**Aim:** Copy out, word for word, the lines of the records below between the line containing "If you could tag every instance of the distant mountain" and the line containing "point(244, 84)", both of those lines included.

━━━━━ Task material

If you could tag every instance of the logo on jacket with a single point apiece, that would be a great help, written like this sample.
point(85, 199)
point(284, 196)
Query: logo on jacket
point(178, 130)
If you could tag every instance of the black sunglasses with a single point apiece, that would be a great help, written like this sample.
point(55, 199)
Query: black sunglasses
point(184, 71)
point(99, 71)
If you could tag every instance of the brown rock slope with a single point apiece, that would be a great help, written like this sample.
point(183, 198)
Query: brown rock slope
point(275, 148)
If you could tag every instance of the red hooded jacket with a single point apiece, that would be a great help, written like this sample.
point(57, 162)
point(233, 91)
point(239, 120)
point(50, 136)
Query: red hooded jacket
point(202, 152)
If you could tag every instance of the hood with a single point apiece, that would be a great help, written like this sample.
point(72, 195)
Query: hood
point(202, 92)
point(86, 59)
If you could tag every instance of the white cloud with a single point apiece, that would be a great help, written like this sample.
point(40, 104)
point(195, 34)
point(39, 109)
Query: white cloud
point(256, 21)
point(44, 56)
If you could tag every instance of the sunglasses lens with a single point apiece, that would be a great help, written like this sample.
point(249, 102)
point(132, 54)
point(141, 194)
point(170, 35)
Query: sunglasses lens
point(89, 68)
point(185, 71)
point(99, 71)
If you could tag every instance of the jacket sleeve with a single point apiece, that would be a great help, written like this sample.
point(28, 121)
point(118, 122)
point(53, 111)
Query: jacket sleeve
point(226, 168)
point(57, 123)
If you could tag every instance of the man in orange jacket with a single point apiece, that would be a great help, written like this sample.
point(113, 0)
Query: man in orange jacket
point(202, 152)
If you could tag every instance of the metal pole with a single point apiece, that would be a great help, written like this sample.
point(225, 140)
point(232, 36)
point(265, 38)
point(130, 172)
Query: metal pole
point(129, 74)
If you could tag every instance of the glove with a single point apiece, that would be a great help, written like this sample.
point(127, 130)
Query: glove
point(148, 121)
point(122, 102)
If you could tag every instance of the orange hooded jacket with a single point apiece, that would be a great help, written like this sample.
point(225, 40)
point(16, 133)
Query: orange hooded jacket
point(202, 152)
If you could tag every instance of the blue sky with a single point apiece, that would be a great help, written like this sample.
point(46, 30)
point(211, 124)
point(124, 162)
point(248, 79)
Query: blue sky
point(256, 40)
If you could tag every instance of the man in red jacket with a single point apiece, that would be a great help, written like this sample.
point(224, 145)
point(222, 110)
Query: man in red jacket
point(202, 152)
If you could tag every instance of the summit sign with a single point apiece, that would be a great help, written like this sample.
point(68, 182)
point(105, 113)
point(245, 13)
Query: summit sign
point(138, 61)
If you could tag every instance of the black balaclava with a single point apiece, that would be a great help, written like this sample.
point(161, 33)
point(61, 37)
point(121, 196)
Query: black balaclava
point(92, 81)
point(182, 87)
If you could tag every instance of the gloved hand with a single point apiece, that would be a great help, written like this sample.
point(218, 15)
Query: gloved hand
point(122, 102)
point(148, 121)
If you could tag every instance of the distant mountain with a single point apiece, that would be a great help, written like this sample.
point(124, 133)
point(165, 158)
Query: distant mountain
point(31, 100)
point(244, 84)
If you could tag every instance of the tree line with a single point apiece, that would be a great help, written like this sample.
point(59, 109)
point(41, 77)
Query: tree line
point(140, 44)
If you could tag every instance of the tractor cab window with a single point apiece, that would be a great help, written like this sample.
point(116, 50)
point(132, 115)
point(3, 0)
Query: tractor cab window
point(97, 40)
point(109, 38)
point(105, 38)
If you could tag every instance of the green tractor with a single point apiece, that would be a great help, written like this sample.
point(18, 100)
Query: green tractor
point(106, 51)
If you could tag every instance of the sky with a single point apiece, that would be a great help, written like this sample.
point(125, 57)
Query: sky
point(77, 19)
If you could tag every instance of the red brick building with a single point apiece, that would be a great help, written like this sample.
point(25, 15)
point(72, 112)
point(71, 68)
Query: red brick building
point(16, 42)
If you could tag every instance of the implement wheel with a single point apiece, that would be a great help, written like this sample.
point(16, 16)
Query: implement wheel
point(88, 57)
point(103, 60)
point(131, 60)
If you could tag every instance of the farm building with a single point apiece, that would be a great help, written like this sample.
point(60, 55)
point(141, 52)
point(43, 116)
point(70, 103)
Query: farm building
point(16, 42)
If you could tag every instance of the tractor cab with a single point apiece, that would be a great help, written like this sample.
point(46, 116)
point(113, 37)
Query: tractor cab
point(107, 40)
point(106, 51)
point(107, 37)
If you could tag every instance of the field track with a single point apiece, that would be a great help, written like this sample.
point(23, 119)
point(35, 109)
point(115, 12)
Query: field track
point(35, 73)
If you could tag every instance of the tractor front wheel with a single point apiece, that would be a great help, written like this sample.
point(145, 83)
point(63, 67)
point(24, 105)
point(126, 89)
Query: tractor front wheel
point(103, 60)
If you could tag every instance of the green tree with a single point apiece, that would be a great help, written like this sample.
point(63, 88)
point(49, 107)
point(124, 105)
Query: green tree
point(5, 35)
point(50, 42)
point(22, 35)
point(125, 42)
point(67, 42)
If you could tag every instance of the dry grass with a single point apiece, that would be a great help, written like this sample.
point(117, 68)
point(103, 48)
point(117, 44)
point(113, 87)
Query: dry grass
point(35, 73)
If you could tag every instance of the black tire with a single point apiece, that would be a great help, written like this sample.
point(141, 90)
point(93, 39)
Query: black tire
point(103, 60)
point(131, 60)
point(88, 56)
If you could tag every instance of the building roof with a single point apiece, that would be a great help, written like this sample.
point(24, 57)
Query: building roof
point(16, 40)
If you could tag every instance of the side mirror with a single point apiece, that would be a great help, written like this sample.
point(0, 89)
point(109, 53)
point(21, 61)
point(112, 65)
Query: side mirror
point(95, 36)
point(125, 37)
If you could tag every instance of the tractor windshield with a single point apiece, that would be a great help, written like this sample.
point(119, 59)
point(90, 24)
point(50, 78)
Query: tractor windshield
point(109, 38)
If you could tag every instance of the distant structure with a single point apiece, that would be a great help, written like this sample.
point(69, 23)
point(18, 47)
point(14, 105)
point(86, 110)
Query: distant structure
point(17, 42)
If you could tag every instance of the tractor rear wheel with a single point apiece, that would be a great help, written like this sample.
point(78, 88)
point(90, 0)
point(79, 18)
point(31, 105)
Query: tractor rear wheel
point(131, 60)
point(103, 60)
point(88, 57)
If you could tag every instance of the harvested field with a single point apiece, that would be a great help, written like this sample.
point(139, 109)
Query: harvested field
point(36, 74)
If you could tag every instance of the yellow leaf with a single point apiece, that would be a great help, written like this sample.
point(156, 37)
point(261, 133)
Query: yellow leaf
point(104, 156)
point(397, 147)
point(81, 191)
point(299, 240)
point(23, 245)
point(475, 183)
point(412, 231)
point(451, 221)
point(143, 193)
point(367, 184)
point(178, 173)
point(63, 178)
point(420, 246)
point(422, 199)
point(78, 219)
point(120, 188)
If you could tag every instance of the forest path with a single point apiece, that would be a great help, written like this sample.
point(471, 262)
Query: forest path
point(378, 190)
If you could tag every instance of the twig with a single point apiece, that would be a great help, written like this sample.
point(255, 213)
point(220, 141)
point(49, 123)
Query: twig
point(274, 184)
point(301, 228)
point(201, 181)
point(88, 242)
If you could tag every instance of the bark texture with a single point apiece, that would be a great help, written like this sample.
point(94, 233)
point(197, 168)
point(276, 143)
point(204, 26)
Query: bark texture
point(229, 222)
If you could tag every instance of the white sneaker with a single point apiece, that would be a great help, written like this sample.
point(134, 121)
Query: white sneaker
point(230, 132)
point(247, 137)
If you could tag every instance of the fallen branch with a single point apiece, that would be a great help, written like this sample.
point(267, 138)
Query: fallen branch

━━━━━━━━━━

**Answer to this problem:**
If you could tag every instance of the distant mountain with a single point apiece, that would be a great help, written like this sample.
point(124, 133)
point(165, 158)
Query: distant mountain
point(31, 100)
point(244, 84)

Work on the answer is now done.